* _What the task asks_:
Recast everything from the line containing "of man's gray" down to the line containing "39, 281, 48]]" as a Markdown table with the columns Row and Line. Give each line its own numbered row and skip any blank lines.

* _Data entries_:

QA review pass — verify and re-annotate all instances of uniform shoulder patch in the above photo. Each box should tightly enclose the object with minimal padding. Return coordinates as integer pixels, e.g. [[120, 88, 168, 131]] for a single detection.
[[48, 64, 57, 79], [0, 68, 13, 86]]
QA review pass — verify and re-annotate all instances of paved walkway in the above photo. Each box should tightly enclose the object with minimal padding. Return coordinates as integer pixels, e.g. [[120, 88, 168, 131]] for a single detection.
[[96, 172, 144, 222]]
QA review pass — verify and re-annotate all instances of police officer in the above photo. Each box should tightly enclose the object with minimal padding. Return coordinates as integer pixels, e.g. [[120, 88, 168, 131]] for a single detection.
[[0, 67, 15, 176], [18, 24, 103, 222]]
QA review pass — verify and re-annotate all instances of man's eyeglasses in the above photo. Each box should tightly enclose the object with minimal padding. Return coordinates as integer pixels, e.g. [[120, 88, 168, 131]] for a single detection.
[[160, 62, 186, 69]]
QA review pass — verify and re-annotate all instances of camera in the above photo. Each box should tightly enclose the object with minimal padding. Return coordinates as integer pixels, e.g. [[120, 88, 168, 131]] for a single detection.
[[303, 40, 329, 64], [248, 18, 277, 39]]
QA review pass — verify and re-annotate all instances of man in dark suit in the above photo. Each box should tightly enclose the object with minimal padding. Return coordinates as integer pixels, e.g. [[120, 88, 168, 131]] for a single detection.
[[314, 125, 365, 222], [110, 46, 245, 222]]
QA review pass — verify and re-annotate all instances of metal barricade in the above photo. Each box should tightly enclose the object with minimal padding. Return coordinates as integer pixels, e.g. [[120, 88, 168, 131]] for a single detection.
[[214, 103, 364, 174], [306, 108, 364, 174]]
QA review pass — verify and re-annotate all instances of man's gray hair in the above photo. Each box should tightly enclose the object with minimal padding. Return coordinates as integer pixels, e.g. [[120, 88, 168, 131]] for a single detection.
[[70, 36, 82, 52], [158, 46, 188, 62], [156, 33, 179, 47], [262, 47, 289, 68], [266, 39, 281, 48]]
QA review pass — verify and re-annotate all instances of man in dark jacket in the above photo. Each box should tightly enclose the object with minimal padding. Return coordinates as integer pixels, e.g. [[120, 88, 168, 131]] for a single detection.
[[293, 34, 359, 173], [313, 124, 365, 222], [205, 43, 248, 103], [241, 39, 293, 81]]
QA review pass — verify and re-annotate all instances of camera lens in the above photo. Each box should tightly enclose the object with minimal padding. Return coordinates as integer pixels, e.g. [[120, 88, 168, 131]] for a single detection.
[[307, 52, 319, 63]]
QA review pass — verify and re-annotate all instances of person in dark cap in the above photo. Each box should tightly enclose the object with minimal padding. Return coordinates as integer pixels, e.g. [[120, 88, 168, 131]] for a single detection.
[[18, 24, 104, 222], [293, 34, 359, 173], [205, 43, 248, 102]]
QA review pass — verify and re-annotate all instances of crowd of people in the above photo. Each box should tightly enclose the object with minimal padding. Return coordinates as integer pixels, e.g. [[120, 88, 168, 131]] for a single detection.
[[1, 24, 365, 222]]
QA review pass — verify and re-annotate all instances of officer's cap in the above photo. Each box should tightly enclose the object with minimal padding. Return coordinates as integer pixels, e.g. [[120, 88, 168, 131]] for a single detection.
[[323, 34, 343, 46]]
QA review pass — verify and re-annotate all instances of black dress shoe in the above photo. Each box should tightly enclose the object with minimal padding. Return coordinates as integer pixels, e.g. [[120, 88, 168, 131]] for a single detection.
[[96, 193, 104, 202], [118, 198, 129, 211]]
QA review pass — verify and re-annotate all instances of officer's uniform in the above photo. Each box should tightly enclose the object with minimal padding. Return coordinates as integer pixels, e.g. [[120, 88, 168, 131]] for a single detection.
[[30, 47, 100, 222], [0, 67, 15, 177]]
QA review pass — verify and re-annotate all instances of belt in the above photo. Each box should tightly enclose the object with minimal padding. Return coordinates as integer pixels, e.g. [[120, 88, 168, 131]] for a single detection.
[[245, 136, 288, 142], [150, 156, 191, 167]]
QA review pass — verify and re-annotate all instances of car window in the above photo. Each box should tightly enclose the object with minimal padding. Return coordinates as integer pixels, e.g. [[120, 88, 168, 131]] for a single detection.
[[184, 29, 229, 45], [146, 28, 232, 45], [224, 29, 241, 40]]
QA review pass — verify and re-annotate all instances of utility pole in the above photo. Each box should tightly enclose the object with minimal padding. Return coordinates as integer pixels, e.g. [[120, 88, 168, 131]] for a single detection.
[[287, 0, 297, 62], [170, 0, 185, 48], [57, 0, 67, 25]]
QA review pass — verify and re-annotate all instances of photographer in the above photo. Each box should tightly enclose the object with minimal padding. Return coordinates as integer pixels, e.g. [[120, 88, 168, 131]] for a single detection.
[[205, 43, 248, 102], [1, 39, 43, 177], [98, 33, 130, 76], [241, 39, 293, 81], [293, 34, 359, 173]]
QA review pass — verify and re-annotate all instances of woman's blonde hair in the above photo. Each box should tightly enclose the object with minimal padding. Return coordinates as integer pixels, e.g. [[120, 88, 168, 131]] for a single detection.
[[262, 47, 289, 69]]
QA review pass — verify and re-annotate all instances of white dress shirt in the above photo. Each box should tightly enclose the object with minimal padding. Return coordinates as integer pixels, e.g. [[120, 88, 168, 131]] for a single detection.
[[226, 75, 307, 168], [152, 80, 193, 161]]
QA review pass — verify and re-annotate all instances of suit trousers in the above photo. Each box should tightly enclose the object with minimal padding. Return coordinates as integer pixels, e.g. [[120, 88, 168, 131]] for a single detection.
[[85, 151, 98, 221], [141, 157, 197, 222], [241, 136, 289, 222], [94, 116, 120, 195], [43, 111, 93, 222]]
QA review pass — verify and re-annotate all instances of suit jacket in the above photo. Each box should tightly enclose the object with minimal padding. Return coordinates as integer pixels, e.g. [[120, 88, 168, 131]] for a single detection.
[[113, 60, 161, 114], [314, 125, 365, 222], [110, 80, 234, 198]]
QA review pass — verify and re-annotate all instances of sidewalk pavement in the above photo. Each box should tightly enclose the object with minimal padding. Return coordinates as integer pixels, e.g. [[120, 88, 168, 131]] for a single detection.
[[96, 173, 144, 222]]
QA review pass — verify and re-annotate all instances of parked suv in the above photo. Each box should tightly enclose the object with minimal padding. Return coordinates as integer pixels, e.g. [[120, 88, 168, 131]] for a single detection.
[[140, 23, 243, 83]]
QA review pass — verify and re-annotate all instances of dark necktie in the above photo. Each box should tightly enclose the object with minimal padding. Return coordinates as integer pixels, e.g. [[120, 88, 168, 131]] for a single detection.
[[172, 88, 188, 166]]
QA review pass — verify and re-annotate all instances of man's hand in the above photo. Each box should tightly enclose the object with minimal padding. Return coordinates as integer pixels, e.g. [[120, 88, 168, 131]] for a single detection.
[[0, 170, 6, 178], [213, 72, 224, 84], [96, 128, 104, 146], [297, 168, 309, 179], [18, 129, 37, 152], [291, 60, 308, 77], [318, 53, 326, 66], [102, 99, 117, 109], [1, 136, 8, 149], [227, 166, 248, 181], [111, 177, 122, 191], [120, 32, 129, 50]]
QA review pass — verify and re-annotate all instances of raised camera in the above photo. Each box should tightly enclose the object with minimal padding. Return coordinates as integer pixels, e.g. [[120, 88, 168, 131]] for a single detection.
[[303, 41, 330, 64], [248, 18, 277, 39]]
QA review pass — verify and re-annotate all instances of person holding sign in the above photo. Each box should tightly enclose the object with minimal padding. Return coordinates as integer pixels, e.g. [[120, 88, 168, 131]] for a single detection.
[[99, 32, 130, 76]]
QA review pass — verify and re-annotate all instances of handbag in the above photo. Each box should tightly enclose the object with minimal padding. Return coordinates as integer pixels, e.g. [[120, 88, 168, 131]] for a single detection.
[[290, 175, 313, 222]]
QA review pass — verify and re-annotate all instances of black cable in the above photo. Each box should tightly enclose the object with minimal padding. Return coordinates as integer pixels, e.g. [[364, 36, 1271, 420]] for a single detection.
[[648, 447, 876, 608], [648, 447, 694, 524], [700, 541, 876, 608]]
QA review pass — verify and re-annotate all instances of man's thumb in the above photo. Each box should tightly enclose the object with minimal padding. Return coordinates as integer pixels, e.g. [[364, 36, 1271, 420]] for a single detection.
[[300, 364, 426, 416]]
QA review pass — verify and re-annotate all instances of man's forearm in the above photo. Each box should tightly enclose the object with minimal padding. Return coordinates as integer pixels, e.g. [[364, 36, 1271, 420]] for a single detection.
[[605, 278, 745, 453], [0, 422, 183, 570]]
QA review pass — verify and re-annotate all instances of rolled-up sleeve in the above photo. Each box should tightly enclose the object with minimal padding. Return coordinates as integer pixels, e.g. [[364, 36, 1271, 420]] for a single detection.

* _Answer to this problem_:
| Row | Line |
|---|---|
| 1 | QA review pass — verify and re-annotate all instances of man's gray hair in the above photo. Each box should tightly enclose the object with minimal padding. Return coordinates as integer pixels, e.g. [[120, 88, 168, 131]] for a single detection. |
| 2 | [[70, 36, 82, 52], [158, 46, 188, 62], [156, 33, 179, 47], [262, 47, 289, 68], [266, 39, 281, 48]] |